[Point-based annotation data]
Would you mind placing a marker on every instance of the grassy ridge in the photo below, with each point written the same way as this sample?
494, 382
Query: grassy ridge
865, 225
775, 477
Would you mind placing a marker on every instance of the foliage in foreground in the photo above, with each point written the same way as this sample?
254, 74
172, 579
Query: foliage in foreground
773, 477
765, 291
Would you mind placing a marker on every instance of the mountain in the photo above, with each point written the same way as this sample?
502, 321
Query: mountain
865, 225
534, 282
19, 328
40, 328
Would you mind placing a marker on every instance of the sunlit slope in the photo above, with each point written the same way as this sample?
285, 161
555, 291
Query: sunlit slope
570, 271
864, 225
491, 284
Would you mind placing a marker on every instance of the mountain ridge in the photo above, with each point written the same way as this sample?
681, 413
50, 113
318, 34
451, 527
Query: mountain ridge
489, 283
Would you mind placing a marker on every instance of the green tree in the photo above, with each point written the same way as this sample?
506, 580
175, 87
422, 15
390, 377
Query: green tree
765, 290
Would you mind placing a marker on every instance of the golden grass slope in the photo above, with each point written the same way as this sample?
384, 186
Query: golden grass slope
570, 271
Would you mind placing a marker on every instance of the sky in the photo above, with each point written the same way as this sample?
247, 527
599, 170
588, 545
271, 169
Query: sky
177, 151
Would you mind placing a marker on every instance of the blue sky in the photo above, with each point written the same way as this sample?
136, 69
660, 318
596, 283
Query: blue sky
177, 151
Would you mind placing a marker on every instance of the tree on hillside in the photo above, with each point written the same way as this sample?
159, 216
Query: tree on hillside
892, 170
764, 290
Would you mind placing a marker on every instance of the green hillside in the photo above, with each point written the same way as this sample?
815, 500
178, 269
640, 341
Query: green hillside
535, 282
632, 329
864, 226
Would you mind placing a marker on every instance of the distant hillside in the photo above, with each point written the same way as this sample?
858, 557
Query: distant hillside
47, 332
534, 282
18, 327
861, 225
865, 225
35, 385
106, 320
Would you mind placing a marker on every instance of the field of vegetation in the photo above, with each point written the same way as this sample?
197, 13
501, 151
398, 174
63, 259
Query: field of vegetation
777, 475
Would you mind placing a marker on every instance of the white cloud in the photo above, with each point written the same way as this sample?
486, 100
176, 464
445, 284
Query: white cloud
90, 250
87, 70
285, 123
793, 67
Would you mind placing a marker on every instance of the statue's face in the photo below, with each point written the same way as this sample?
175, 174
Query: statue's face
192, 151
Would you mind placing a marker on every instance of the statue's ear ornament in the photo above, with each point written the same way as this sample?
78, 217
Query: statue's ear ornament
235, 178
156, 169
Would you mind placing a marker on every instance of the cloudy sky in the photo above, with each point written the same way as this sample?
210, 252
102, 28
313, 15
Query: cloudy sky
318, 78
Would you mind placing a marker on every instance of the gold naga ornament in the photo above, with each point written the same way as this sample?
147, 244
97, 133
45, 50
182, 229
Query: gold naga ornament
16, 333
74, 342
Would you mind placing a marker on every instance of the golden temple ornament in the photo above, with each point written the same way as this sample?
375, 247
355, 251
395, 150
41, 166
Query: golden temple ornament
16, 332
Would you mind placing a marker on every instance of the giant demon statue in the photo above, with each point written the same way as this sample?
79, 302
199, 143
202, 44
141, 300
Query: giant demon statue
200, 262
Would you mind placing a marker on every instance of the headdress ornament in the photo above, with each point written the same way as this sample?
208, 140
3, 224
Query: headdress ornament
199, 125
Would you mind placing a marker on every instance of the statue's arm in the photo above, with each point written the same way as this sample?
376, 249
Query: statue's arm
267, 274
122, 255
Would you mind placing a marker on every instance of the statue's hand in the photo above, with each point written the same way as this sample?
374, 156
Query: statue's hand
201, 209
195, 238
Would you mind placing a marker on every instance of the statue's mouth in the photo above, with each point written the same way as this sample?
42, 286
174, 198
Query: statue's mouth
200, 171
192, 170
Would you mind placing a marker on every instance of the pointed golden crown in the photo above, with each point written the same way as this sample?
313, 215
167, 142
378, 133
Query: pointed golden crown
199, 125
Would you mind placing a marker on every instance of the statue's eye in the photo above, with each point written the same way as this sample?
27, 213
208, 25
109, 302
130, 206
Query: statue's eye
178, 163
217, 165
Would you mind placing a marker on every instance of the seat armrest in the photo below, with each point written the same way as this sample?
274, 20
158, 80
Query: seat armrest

Job
Only those lines running from the one containing "the statue's hand" through the last line of the data above are to be copied, exactly, with both ends included.

Result of this exercise
Would you mind placing a marker on every instance of the statue's hand in the photo above, with each point written the same way as this sample?
374, 156
Query: statue's hand
201, 209
195, 238
Would you mind placing a marker on every instance of the statue's mouth in the photo above, with each point written the same way as this sample?
42, 286
174, 198
Query: statue's mouth
200, 171
192, 170
Would you mind placing a marker on every instance of the pointed golden crown in the photo above, with each point written the same way as this sample?
313, 215
167, 142
378, 133
Query: pointed golden crown
199, 125
Would you mind placing a marker on every instance of the statue's eye in the photo above, with each point written the same way as this sample?
27, 213
208, 25
109, 302
130, 206
Query: statue's eye
178, 163
217, 165
Would you mind placing a marker on every instance of the seat armrest in the photo below, with each point written the same way as this sample?
274, 20
158, 80
Query: seat armrest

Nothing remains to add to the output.